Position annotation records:
┌──
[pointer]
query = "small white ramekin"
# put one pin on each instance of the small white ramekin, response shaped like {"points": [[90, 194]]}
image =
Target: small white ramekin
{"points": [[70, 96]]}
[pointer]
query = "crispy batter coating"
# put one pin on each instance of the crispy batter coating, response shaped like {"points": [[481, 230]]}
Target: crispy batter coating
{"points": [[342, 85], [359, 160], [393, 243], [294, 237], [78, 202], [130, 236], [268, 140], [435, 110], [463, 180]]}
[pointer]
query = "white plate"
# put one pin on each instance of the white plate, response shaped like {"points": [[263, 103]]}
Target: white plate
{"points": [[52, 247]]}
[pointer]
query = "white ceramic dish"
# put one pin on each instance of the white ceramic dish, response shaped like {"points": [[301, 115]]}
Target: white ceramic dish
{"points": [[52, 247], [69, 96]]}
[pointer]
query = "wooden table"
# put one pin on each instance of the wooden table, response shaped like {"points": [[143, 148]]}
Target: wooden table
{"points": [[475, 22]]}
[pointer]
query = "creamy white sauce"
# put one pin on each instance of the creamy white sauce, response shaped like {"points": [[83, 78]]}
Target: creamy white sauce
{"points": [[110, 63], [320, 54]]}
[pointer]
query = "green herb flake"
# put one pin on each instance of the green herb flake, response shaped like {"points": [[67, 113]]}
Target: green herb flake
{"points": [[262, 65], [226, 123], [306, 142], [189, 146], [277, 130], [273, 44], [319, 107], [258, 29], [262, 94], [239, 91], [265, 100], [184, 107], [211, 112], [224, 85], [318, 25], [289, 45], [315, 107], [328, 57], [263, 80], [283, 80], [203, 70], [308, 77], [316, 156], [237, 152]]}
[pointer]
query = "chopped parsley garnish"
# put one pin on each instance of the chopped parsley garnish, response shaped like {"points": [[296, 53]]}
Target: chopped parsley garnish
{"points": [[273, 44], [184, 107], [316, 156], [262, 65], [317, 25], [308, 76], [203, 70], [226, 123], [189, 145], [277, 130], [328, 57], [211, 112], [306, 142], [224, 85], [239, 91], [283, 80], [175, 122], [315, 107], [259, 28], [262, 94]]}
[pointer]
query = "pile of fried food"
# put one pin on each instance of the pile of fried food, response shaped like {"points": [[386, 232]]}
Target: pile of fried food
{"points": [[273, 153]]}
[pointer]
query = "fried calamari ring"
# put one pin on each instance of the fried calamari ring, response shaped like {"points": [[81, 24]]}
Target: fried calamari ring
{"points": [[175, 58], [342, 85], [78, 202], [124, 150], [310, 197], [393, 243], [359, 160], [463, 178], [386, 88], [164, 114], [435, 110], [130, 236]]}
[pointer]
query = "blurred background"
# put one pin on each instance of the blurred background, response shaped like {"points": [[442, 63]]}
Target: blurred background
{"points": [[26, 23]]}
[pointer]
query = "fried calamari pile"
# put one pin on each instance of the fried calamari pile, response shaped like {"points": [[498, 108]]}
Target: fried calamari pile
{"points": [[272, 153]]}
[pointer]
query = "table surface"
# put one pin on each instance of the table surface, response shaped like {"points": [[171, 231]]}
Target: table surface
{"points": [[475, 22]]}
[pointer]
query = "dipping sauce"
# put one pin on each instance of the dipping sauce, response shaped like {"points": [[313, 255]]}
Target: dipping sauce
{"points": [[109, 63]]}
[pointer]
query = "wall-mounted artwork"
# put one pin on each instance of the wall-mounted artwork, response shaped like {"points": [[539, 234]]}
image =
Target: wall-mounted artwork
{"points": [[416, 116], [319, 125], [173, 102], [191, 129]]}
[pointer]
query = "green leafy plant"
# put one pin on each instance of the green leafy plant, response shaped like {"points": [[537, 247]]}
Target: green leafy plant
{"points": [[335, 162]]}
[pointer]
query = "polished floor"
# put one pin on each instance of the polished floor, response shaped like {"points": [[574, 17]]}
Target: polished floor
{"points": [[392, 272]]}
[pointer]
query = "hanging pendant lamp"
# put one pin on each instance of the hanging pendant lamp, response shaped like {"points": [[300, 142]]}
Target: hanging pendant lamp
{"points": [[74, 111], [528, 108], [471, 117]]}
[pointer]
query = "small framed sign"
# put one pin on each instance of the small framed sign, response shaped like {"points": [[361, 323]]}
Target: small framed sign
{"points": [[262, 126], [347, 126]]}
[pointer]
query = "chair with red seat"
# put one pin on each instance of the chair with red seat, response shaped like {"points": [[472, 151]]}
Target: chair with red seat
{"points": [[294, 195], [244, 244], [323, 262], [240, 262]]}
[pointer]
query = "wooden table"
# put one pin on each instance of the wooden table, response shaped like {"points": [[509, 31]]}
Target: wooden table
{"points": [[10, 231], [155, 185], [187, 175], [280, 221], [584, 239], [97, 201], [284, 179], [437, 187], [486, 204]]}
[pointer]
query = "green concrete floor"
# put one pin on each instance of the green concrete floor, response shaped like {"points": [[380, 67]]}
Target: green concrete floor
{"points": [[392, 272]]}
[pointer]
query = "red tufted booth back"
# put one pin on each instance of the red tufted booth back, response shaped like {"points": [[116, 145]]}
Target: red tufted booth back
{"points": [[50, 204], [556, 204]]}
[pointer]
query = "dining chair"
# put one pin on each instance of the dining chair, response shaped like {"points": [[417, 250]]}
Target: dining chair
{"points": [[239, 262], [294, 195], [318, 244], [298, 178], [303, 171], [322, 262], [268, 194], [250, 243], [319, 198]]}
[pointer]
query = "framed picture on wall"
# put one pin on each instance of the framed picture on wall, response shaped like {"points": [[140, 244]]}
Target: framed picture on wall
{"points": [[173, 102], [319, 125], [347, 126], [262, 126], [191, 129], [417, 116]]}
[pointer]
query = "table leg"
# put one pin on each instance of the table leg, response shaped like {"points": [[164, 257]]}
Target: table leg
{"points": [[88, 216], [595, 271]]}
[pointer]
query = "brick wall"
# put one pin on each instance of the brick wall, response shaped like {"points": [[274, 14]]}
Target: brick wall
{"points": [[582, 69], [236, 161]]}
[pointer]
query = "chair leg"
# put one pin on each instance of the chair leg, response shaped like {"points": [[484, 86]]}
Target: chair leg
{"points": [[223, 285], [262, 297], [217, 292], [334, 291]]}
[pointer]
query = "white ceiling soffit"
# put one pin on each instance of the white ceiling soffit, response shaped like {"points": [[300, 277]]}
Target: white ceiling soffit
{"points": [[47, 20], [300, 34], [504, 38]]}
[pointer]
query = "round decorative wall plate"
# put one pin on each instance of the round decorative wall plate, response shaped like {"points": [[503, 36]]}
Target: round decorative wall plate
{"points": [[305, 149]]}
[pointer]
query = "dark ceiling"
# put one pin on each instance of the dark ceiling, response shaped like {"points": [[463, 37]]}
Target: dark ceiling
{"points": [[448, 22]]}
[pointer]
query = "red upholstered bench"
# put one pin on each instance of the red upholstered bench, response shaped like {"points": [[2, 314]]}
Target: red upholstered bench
└──
• **Stated task**
Print every entry exactly as it appears.

• **Correct response**
[pointer]
query = "small white ramekin"
# put one pin on each instance of the small white ramekin, response shaped like {"points": [[90, 194]]}
image =
Target: small white ramekin
{"points": [[70, 96]]}
[pointer]
query = "crispy batter coating"
# put one pin on each instance of the crispy batter coating, response shaped like {"points": [[481, 230]]}
Target: crispy batter coating
{"points": [[342, 85], [359, 160], [393, 243], [294, 237], [78, 202], [130, 236], [268, 140], [435, 110], [463, 180]]}
[pointer]
query = "white plate"
# put one pin on each instance of the white plate, response shaped like {"points": [[263, 103]]}
Target: white plate
{"points": [[52, 247]]}
[pointer]
query = "white ceramic dish"
# put one pin on each instance of the white ceramic dish, response shaped like {"points": [[301, 115]]}
Target: white ceramic dish
{"points": [[52, 247], [69, 96]]}
[pointer]
query = "wooden table"
# put one pin on each instance of the wooden table, response shaped like {"points": [[143, 148]]}
Target: wooden table
{"points": [[475, 22]]}
[pointer]
query = "creamy white sauce"
# put one pin on each instance of the creamy white sauce, response shaped like {"points": [[83, 78]]}
Target: creamy white sauce
{"points": [[110, 63], [320, 54]]}
[pointer]
query = "green herb flake"
# put one pin on each instance of the green herb flake, response shaped like {"points": [[67, 113]]}
Target: green herb flake
{"points": [[262, 65], [226, 123], [306, 142], [189, 146], [277, 130], [273, 44], [319, 107], [258, 29], [262, 94], [239, 91], [265, 100], [184, 107], [211, 112], [224, 85], [318, 25], [289, 45], [315, 107], [328, 57], [263, 80], [283, 80], [203, 70], [308, 77], [316, 156], [237, 152]]}
[pointer]
query = "chopped parsley garnish"
# put one pin on each instance of the chopped parsley garnish, response shaped like {"points": [[296, 53]]}
Target: chopped parsley garnish
{"points": [[273, 44], [184, 107], [316, 156], [262, 65], [317, 25], [308, 76], [203, 70], [226, 123], [189, 145], [277, 130], [328, 57], [211, 112], [306, 142], [224, 85], [239, 91], [283, 80], [175, 122], [315, 107], [259, 28], [262, 94]]}
[pointer]
query = "pile of fried food"
# put one pin on each instance of the pile of fried food, response shaped like {"points": [[386, 232]]}
Target: pile of fried food
{"points": [[273, 153]]}
[pointer]
query = "fried calamari ring"
# put one pin on each instance of the fried calamari ring, response shaped like {"points": [[81, 24]]}
Target: fried calamari ring
{"points": [[175, 58], [342, 85], [78, 202], [124, 150], [310, 197], [393, 243], [359, 160], [463, 178], [386, 88], [164, 114], [435, 110], [130, 236]]}
[pointer]
query = "blurred background"
# put one pin on each instance of the blurred background, response shaped like {"points": [[442, 63]]}
Target: blurred background
{"points": [[26, 23]]}
[pointer]
query = "fried calamari pile"
# put one pin on each instance of the fried calamari pile, response shaped like {"points": [[498, 108]]}
Target: fried calamari pile
{"points": [[272, 153]]}
[pointer]
query = "table surface"
# put one pin on each instance of the table surface, response shaped like {"points": [[171, 231]]}
Target: table surface
{"points": [[475, 22]]}
[pointer]
query = "dipping sauce"
# put one pin on each instance of the dipping sauce, response shaped like {"points": [[313, 255]]}
Target: dipping sauce
{"points": [[109, 63]]}
[pointer]
query = "wall-mounted artwork"
# put one pin on each instance of the wall-mounted artwork, response shaped like {"points": [[539, 234]]}
image =
Target: wall-mounted artwork
{"points": [[416, 116], [319, 125], [173, 102], [191, 129]]}
[pointer]
query = "green leafy plant"
# put one pin on each instance of the green leafy plant, response shaped like {"points": [[537, 247]]}
Target: green leafy plant
{"points": [[335, 162]]}
[pointer]
query = "polished floor"
# put one pin on each instance of the polished floor, response shaped like {"points": [[574, 17]]}
Target: polished floor
{"points": [[392, 272]]}
[pointer]
query = "hanging pendant lamp"
# put one pin on each instance of the hanging pendant lamp, response shaped like {"points": [[300, 142]]}
Target: hanging pendant lamp
{"points": [[74, 111], [528, 108], [471, 117]]}
[pointer]
query = "small framed sign"
# put one pin on each instance of the small framed sign, response shaped like {"points": [[361, 323]]}
Target: small framed sign
{"points": [[262, 126], [347, 126]]}
[pointer]
query = "chair with red seat"
# put one pin on each instance of the chair with red seat, response shaped like {"points": [[472, 151]]}
Target: chair with red seat
{"points": [[294, 195], [244, 244], [323, 262], [240, 262]]}
[pointer]
query = "wooden table"
# put one pin on each instance of the wooden table, response shaped like {"points": [[509, 31]]}
Target: wooden table
{"points": [[10, 231], [155, 185], [187, 175], [280, 221], [584, 239], [97, 201], [284, 179], [437, 187], [486, 204]]}
[pointer]
query = "green concrete floor"
# put one pin on each instance of the green concrete floor, response shaped like {"points": [[380, 67]]}
Target: green concrete floor
{"points": [[392, 272]]}
[pointer]
query = "red tufted booth back"
# put one pin on each instance of the red tufted booth back, response shaped like {"points": [[116, 145]]}
Target: red tufted booth back
{"points": [[50, 204], [556, 204]]}
[pointer]
query = "dining chair"
# put one pin on each instance of the dining chair, response shaped like {"points": [[417, 250]]}
Target: dining chair
{"points": [[239, 262], [294, 195], [318, 244], [298, 178], [303, 171], [322, 262], [268, 194], [250, 243], [319, 198]]}
[pointer]
query = "framed picture on wall"
# put one pin on each instance of the framed picture on wall, response shaped like {"points": [[140, 244]]}
Target: framed picture on wall
{"points": [[173, 102], [319, 125], [347, 126], [262, 126], [191, 129], [417, 116]]}
[pointer]
query = "table leg"
# put one pin on each instance of the table leg, response shaped like {"points": [[164, 257]]}
Target: table leg
{"points": [[88, 216], [595, 271]]}
[pointer]
query = "brick wall"
# put one pin on each instance of the brick wall, response shaped like {"points": [[274, 14]]}
Target: brick wall
{"points": [[582, 69], [236, 161]]}
[pointer]
query = "chair leg"
# put one pin on each instance of the chair leg, response shaped like {"points": [[484, 86]]}
Target: chair leg
{"points": [[223, 285], [262, 297], [217, 292], [334, 291]]}
[pointer]
query = "white ceiling soffit"
# put one pin on each instance of the white ceiling soffit, response shaped like {"points": [[300, 277]]}
Target: white ceiling soffit
{"points": [[47, 20], [300, 34], [504, 38]]}
[pointer]
query = "round decorative wall plate"
# put one pin on each instance of the round decorative wall plate, response shaped like {"points": [[503, 36]]}
Target: round decorative wall plate
{"points": [[305, 149]]}
[pointer]
query = "dark ceiling"
# put one pin on each instance of the dark ceiling, response shaped like {"points": [[463, 37]]}
Target: dark ceiling
{"points": [[448, 22]]}
[pointer]
query = "red upholstered bench"
# put one pin on each instance of the red upholstered bench, response shaped like {"points": [[2, 314]]}
Target: red upholstered bench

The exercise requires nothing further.